We are curious and learn through making . As Matthews (2017) reiterates

… it is possible that the things we make deliver messages that other languages or actions cannot clearly express. Colour, texture and shaping express our identities in sublime and subtle ways. Sometimes these messages can inspire life-changing conversations, or reveal something memorable about ourselves. (p. 20)

As we navigate higher education and the ‘publish and perish’ mentality we use making, the act of craft and printmaking to ‘cultivate thoughts and feelings sincerely through the journey’ (Matthews, 2017, p. 25). This is meditative for us. Time manages itself differently. And the making ‘experience is as much about the occupation of mind as it is the working of fingers and the finished fabric’ (Matthews, 2017, p. 27) or artwork. The making process, like mindfulness , ‘offers a great lesson in how to observe … concentrating on our breathing and deportment, we learn to monitor our thoughts while relaxing at the same time’ (Matthews, 2017, p. 11). We are conscious of the textiles we use, of the feel, of the patterns, of the making and remaking and through this, we allow our ‘feelings [to] flow in and out of our mind’ (Matthews, 2017, p. 56). Making allows us to connect to the Buddhist grouping of the mind that is the five dharma’s: bodily or physical form, feelings, perception, mental functioning and consciousness (Matthews, 2017). Making along with the dharma ’s helps us connect to our being , and it allows for the promotion of an attentiveness that helps the slowing down in other parts of life and to savour overlooked occasions and actions (Corbett, 2017; Gauntlett, 2011). From this perspective, we are ‘given the opportunity to reflect, and to make … thoughts, feelings or experiences manifest and [become] tangible’ (Gauntlett, 2011, p. 4).

## Records shown
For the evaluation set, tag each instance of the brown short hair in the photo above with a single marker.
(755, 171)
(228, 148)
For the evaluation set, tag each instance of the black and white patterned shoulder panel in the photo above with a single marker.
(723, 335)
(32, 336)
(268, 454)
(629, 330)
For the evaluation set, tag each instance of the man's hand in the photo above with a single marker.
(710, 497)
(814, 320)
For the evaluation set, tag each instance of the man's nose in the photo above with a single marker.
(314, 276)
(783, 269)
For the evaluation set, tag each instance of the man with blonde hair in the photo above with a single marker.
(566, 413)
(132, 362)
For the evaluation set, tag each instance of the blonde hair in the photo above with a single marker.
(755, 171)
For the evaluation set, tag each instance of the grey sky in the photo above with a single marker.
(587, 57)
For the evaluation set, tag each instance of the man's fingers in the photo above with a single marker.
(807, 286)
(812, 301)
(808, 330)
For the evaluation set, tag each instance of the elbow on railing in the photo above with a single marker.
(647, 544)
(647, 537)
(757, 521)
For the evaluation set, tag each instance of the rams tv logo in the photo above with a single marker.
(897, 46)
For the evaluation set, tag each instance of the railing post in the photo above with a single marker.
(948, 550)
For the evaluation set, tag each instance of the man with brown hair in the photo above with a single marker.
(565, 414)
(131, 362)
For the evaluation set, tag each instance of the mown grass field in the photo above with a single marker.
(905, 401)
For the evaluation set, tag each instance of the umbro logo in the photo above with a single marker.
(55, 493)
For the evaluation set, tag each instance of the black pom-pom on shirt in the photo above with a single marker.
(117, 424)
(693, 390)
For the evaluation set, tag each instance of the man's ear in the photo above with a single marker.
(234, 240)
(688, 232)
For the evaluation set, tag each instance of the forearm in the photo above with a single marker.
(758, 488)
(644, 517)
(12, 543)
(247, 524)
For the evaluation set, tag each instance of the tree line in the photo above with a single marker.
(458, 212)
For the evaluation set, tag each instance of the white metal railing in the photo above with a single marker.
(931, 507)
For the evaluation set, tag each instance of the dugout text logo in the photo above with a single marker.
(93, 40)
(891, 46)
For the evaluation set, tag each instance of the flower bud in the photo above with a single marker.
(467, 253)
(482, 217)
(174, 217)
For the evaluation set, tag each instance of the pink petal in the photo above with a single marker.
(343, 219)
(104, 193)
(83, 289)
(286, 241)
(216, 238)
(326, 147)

## What to do
[1] In the passage on making, what mentality in higher education do the writers say they navigate?
[2] Reproduce the passage on making between "We are curious" and "ourselves. (p. 20)", inclusive.
[3] List the five dharmas named in the passage on making.
Use only the passage on making to answer.

## Solved problems
[1] The "publish and perish" mentality.

[2]
We are curious and learn through making . As Matthews (2017) reiterates

… it is possible that the things we make deliver messages that other languages or actions cannot clearly express. Colour, texture and shaping express our identities in sublime and subtle ways. Sometimes these messages can inspire life-changing conversations, or reveal something memorable about ourselves. (p. 20)

[3] Bodily or physical form, feelings, perception, mental functioning, consciousness